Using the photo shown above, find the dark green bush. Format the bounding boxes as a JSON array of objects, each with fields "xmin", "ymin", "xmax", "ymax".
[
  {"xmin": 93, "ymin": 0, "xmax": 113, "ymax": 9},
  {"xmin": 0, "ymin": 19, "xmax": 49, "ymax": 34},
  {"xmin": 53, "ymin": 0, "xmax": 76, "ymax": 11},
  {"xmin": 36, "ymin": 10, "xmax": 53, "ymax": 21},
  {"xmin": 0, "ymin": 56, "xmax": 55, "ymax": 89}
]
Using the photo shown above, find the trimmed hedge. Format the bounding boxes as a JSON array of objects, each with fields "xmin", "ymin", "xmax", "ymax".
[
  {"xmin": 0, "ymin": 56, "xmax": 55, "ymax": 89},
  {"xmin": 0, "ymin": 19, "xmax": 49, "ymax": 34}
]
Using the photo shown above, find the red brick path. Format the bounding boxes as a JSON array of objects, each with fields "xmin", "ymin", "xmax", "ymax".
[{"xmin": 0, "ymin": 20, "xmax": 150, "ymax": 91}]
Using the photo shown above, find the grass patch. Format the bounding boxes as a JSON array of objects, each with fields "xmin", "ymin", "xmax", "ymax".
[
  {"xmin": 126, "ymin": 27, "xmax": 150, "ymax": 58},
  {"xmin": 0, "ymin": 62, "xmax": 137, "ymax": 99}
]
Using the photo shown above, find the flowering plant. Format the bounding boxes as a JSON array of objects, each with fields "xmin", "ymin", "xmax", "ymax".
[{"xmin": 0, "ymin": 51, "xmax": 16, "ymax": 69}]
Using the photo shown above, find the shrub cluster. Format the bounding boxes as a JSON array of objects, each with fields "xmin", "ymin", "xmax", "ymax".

• [Short problem]: Copy out the material from the line holding "Using the photo shown above, find the flowering" through the end, inclusive, leaving every request unchanged. Scale each bounding-box coordinate in the answers by 2.6 and round it to a whole number, with halves going up.

• [Written reply]:
Using the photo shown above, find the flowering plant. Format the bounding boxes as a JSON array of objects, each with fields "xmin", "ymin", "xmax", "ymax".
[{"xmin": 0, "ymin": 133, "xmax": 42, "ymax": 179}]
Using the photo shown above, find the shrub cluster. Format the bounding boxes as a JSON array of objects, each with fields "xmin", "ymin", "xmax", "ymax".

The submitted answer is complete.